### Direction:
Using the forum thread on bank fees, say whether each statement agrees with it: (a) Cheque deposits at Standard Bank cost nothing last year. (b) The first writer receives notifications by SMS. (c) One poster cites a charge of R24 for a single cash withdrawal of R1000.

### Passage provided:
───

Do remember that the SMS engine which s controlled by the networks, are operated via email, so the delay may not be the bank, but the networks. I use email for my notifications, and must admit that that it has worked well for me, bar for one day that it was down a couple of months ago. My business is automated using this technology, and has been running successfully for a number of years, and I get 20 to 30 cash deposits into my account daily, and if my customers do not get their floats immediately my switchboard would light up.

----------


## Dave A

:Hmmm:  I've been looking at the business rate card at Standard Bank. I see they've introduced a cheque deposit fee this year. Last year cheque deposits were free.

Any ideas on how to get banks to reconsider their fee structures?

----------


## murdock

been thinking about this issue and my thoughts are that i need to get smart...i need to figue out a way to maximise the services in the cheapest manner...in other words (always deal with my customers in cash)....instead of always using my cheque account to do transactions i need to move money around in the bank and find the cheapest way to do transactions...

these are just thoughts but i will need to narrow it down and do some research...it would be helpful if for example a person from standard bank or fnb or one of the other banks to assisit us with this...i suppose it wouldnt be in the banks best interest to assisit us with this because it would mean less money made out of us.

lets say cash for example you will need to do lots of small transaction to make up the R24 they charge you for 1 cash withdraw of R1000 
but if you where smart you would have put your money for purchasing goods int a credit card and used the credit card...because it is free...but in saying that some outlets have got wise to this and dont offer a discount so you loose out on the discount...which could be more than the transaction fee to draw cash.

but them moving the money from the cheque account could cost you money and then there is the monthly service fee and insurance you have to pay...

you get what i am trying to achieve...maybe the solution is not moving banks but to utilise the accounts in a more cost effective manner.

and it still all boils down to one thing the best way to get money and spend it is in cash...you pay less tax....there are no deposit fees and withdraw fees...

the most important thing about dealing in cash is you cannot over spend...thats how i built up my company twice...cut up all the cards and dealt in cash...customer paid for materials i did the job and collected the cash on the day the job was completed this eliminated bad debt customers and i couldnt spend money i didnt have...no over spending on my part...when there was no money there was no money...not a credit card to dig a deeper hole or an overdaft facility to nail the coffin closed.

the banks aways promote the idea that your money is safe in the bank but boy do you pay for it.

i have also noticed that even when you print out a history statement they dont seperate all the bank fees...there are still some fees which stay in with all the other transactions that you miss unless you go looking....they must do that to trick you into thinking you only had to pay R1000 in fees and not R1500 and this is not unrealistic my monthly bank fees incuding interest are a lot more than this

like me your bank accounts and credit cards are becoming one of your biggest overheads in your company or personal life...take all you cards and accounts and work out how much you pay 

transaction fees...

───

### Record extracts:
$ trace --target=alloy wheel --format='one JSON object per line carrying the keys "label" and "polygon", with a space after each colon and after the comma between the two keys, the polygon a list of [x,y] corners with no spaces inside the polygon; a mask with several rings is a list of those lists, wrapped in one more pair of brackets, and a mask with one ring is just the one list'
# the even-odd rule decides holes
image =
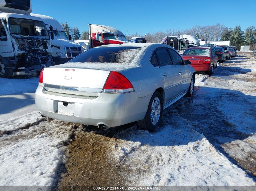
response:
{"label": "alloy wheel", "polygon": [[155,97],[151,105],[150,119],[153,125],[156,125],[159,120],[161,113],[161,103],[158,97]]}
{"label": "alloy wheel", "polygon": [[0,62],[0,74],[4,75],[5,73],[5,67],[2,62]]}

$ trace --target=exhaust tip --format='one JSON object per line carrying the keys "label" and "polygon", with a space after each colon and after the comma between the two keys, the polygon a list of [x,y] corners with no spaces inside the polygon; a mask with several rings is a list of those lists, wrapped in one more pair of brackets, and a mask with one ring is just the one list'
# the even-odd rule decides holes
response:
{"label": "exhaust tip", "polygon": [[110,128],[109,127],[108,127],[103,124],[100,124],[98,126],[98,127],[100,129],[101,129],[102,130],[106,130]]}

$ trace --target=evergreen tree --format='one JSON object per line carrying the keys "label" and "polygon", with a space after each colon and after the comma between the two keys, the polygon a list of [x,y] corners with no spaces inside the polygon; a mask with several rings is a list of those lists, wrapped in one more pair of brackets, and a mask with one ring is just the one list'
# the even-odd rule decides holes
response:
{"label": "evergreen tree", "polygon": [[249,27],[246,29],[244,37],[246,45],[256,43],[256,30],[254,26]]}
{"label": "evergreen tree", "polygon": [[241,27],[236,26],[230,37],[231,44],[233,46],[240,46],[244,43],[243,37],[243,34],[244,32],[241,29]]}
{"label": "evergreen tree", "polygon": [[67,36],[68,37],[68,35],[70,34],[70,28],[67,23],[65,23],[65,24],[63,24],[62,23],[61,23],[61,26],[62,26],[63,29],[64,30],[64,31],[67,34]]}
{"label": "evergreen tree", "polygon": [[80,34],[80,30],[77,27],[74,27],[74,39],[75,40],[78,40],[81,37]]}
{"label": "evergreen tree", "polygon": [[230,27],[224,29],[222,33],[221,40],[230,40],[231,34],[233,32],[233,29]]}

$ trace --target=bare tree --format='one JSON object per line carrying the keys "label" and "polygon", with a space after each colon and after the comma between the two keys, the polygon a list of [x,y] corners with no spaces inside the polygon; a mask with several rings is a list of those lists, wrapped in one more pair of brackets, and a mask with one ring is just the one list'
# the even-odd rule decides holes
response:
{"label": "bare tree", "polygon": [[156,40],[155,40],[155,33],[147,33],[147,41],[150,43],[156,42]]}
{"label": "bare tree", "polygon": [[225,29],[225,27],[223,24],[217,23],[214,26],[214,30],[215,31],[215,36],[214,40],[219,40],[221,38],[221,34]]}
{"label": "bare tree", "polygon": [[164,37],[167,36],[167,35],[162,31],[158,31],[155,33],[155,36],[156,42],[160,43],[162,41]]}

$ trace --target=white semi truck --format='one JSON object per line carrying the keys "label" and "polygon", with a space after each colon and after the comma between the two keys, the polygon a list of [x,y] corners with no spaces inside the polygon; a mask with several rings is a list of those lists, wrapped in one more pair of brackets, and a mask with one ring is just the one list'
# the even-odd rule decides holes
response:
{"label": "white semi truck", "polygon": [[55,65],[65,63],[83,52],[82,46],[71,40],[71,36],[68,38],[62,26],[57,21],[46,15],[31,14],[42,19],[48,31],[50,31],[51,27],[53,28],[55,37],[51,40],[52,56]]}
{"label": "white semi truck", "polygon": [[180,38],[188,40],[189,44],[200,46],[200,41],[193,36],[188,34],[181,34],[180,35]]}
{"label": "white semi truck", "polygon": [[52,65],[48,32],[40,18],[31,16],[30,0],[0,0],[0,77],[14,72],[39,73]]}

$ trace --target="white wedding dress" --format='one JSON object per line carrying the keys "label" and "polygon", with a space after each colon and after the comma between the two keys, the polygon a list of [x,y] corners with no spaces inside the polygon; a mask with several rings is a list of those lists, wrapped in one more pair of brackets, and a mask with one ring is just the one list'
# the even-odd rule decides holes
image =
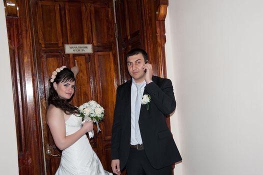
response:
{"label": "white wedding dress", "polygon": [[[82,127],[81,118],[72,114],[66,121],[66,136],[72,134]],[[112,174],[104,170],[85,134],[62,152],[60,167],[56,175]]]}

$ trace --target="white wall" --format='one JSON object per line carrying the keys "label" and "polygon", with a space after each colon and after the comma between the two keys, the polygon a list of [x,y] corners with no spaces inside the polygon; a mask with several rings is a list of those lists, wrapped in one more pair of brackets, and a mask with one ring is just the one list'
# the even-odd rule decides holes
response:
{"label": "white wall", "polygon": [[176,175],[262,174],[262,9],[261,0],[169,0]]}
{"label": "white wall", "polygon": [[0,0],[0,174],[18,174],[18,148],[4,9]]}

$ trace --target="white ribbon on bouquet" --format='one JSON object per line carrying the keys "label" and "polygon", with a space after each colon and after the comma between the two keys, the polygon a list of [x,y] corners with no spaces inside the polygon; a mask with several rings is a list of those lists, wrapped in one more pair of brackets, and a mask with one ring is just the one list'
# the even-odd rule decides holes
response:
{"label": "white ribbon on bouquet", "polygon": [[[86,121],[90,122],[91,121],[90,120],[84,120],[82,122],[82,124],[84,124],[84,122],[85,122]],[[100,125],[98,124],[98,122],[96,120],[94,121],[94,122],[96,122],[96,124],[97,126],[97,128],[98,128],[98,133],[99,132],[102,131],[100,130]],[[90,137],[90,138],[92,138],[94,136],[94,130],[92,130],[90,131],[88,133],[88,136]]]}

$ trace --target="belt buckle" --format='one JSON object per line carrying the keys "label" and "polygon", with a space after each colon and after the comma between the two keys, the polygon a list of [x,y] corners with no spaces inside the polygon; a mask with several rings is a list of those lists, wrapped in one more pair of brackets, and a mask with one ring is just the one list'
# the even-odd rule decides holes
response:
{"label": "belt buckle", "polygon": [[143,148],[139,148],[139,146],[141,146],[140,144],[137,144],[136,145],[136,148],[137,150],[144,150]]}

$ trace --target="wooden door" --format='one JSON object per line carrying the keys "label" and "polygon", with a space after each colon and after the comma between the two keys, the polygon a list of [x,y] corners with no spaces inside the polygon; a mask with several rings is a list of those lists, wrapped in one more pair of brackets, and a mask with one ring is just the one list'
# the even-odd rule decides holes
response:
{"label": "wooden door", "polygon": [[[38,34],[34,37],[46,174],[54,174],[61,155],[46,123],[49,79],[57,68],[72,68],[74,60],[80,72],[72,102],[80,106],[92,100],[105,109],[100,124],[102,131],[97,134],[95,126],[90,142],[104,168],[110,172],[111,128],[120,84],[112,2],[36,0],[32,4],[36,14],[33,21]],[[92,44],[92,54],[64,52],[64,44]]]}

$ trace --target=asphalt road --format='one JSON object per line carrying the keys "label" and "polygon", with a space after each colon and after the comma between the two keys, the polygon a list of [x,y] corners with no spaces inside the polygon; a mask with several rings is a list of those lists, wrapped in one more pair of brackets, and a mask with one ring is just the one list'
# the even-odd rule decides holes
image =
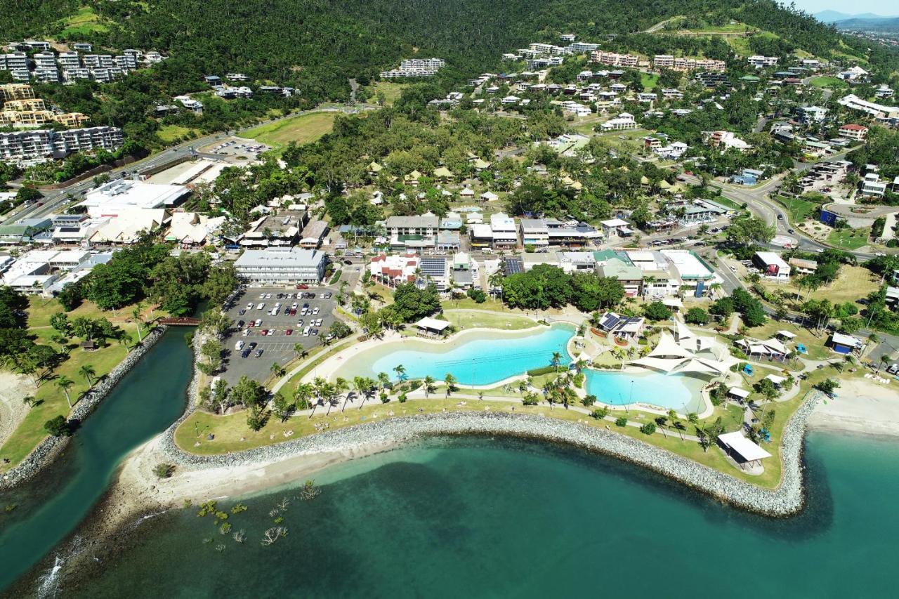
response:
{"label": "asphalt road", "polygon": [[[377,106],[371,106],[369,104],[356,104],[355,106],[346,106],[343,108],[316,108],[311,111],[293,112],[291,114],[278,119],[270,119],[269,121],[264,121],[255,125],[253,125],[253,127],[246,127],[239,130],[236,130],[234,132],[234,134],[239,134],[241,131],[246,131],[249,130],[250,129],[259,127],[260,125],[277,122],[279,121],[283,121],[285,119],[291,119],[293,117],[299,116],[301,114],[307,114],[309,112],[342,112],[346,113],[353,113],[353,112],[358,112],[360,111],[373,110],[375,108],[377,108]],[[185,141],[176,146],[167,148],[163,151],[159,152],[158,154],[154,154],[153,156],[144,158],[143,160],[138,160],[138,162],[126,165],[120,168],[114,168],[111,171],[107,171],[106,174],[109,174],[113,179],[120,178],[122,176],[123,173],[133,173],[138,170],[147,170],[148,168],[152,168],[154,166],[158,166],[159,165],[164,165],[167,162],[171,162],[182,156],[184,156],[185,154],[191,154],[191,153],[199,157],[215,158],[220,160],[221,159],[220,156],[215,154],[204,154],[196,152],[193,150],[193,148],[203,148],[204,146],[207,146],[218,139],[228,137],[228,135],[229,132],[219,132],[211,135],[207,135],[201,138],[197,138],[196,139],[191,139],[190,141]],[[44,199],[40,201],[41,205],[39,206],[37,203],[34,203],[30,206],[22,208],[17,211],[14,211],[6,218],[6,219],[4,221],[4,224],[12,224],[13,222],[22,220],[22,219],[40,218],[47,216],[48,214],[50,214],[58,210],[61,206],[68,202],[69,195],[76,199],[80,199],[82,192],[86,192],[93,188],[93,181],[92,178],[88,178],[79,183],[73,183],[68,187],[60,190],[56,190],[52,192],[43,192]]]}

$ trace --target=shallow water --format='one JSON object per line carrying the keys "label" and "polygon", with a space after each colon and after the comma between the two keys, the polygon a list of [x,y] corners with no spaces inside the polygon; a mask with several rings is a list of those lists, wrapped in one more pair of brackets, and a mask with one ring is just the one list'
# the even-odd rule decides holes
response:
{"label": "shallow water", "polygon": [[0,493],[0,505],[17,505],[0,513],[0,590],[77,526],[122,458],[183,412],[192,373],[185,332],[165,333],[85,420],[56,462],[22,487]]}
{"label": "shallow water", "polygon": [[525,371],[549,366],[553,353],[562,354],[561,364],[571,362],[565,347],[574,335],[570,325],[553,325],[520,334],[472,332],[457,339],[435,344],[419,339],[387,343],[361,352],[342,366],[344,379],[377,377],[402,364],[405,376],[443,380],[448,372],[463,385],[490,385]]}
{"label": "shallow water", "polygon": [[674,408],[680,414],[700,412],[705,381],[682,374],[654,371],[627,372],[586,371],[587,393],[606,404],[623,406],[635,402]]}
{"label": "shallow water", "polygon": [[[806,455],[809,509],[772,520],[569,448],[431,440],[324,470],[312,501],[244,499],[243,544],[196,508],[151,521],[63,595],[895,596],[899,446],[814,433]],[[289,534],[263,546],[282,497]]]}

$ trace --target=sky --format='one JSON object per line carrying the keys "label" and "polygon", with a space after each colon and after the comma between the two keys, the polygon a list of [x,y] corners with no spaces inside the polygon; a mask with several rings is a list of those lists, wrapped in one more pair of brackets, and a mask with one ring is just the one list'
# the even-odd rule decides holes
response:
{"label": "sky", "polygon": [[899,15],[899,4],[895,0],[795,0],[795,2],[797,6],[813,14],[832,10],[848,14],[874,13],[884,16]]}

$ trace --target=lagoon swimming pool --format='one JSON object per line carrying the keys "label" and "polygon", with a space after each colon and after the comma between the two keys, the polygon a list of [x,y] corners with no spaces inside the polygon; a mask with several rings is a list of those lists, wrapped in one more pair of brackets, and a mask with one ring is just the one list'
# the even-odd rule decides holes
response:
{"label": "lagoon swimming pool", "polygon": [[652,404],[681,414],[701,412],[702,387],[706,382],[682,374],[665,375],[654,371],[585,371],[587,393],[611,406]]}
{"label": "lagoon swimming pool", "polygon": [[574,326],[556,324],[519,333],[462,333],[444,343],[404,339],[361,352],[335,374],[352,380],[387,372],[396,380],[393,369],[402,364],[409,379],[431,376],[442,380],[451,372],[462,385],[490,385],[534,368],[549,366],[554,352],[562,354],[561,364],[569,363],[571,356],[565,348],[574,335]]}

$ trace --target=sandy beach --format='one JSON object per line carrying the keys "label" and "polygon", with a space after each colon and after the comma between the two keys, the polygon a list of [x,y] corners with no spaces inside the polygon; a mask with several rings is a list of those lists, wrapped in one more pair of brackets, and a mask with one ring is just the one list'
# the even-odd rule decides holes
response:
{"label": "sandy beach", "polygon": [[28,414],[22,398],[34,395],[35,387],[23,374],[0,372],[0,445],[3,445]]}
{"label": "sandy beach", "polygon": [[836,399],[819,402],[808,419],[813,429],[899,436],[899,384],[867,379],[841,380]]}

───

### Full solution:
(a) Yes: "Last year cheque deposits were free."
(b) No: "I use email for my notifications"
(c) Yes: "the R24 they charge you for 1 cash withdraw of R1000"